What you are asked to do => Scan the data that follows and count the lines with the string "pink"; answer with the count alone.

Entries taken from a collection

>>

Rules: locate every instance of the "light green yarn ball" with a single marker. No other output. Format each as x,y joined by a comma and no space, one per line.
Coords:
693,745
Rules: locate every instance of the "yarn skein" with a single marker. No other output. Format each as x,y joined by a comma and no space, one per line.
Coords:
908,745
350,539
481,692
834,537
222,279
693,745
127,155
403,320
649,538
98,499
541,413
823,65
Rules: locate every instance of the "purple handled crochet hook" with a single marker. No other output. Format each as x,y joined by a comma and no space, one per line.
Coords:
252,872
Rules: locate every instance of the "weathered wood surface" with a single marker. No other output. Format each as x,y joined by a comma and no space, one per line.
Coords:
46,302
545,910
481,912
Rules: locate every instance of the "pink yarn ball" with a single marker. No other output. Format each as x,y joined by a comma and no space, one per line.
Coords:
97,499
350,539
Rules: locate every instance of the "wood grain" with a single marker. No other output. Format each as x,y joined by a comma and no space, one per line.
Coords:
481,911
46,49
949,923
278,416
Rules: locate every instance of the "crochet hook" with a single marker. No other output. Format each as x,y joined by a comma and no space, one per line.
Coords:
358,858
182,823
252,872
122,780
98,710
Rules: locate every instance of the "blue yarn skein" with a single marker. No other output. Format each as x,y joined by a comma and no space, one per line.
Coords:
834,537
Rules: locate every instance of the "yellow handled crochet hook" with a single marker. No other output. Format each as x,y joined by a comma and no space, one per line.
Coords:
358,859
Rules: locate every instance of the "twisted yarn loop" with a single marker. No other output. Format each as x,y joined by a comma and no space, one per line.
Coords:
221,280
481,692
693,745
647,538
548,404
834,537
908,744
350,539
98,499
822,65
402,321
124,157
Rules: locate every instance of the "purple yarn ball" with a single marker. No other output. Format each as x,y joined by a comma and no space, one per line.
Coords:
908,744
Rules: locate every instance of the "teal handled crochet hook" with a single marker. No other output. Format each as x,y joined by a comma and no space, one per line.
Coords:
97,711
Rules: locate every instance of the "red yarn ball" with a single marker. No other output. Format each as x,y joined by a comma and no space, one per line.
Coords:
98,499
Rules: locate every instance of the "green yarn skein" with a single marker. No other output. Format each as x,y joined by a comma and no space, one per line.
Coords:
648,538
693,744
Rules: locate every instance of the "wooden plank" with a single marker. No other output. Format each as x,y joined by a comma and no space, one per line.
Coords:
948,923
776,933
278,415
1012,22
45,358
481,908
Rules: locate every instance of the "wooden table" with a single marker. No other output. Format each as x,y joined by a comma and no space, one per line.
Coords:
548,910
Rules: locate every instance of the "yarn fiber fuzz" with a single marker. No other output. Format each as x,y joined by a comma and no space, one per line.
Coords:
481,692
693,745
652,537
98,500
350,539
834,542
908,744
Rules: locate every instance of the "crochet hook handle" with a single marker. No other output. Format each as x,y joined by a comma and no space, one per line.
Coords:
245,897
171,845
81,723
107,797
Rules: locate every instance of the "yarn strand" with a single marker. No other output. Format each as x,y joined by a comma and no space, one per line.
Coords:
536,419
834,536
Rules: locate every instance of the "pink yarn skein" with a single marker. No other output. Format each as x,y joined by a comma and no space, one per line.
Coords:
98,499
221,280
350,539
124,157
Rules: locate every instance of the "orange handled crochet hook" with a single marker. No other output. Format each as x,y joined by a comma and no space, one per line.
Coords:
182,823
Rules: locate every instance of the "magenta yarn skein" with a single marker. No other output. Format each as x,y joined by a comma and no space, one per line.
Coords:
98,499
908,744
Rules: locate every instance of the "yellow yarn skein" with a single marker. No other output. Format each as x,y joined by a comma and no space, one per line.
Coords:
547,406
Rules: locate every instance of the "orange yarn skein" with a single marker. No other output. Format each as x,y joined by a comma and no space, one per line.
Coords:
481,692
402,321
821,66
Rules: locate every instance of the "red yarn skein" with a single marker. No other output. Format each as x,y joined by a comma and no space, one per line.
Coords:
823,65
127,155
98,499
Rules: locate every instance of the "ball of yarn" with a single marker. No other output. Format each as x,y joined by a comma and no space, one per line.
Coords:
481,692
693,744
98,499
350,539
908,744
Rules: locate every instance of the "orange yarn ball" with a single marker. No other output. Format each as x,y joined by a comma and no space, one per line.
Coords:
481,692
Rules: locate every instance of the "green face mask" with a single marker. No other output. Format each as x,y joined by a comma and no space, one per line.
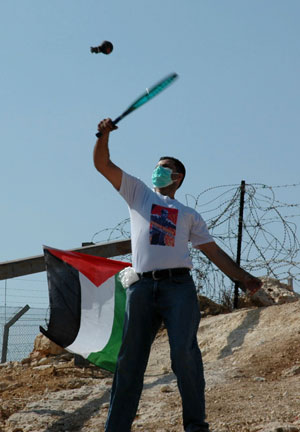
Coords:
161,177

<<

Written solution => 2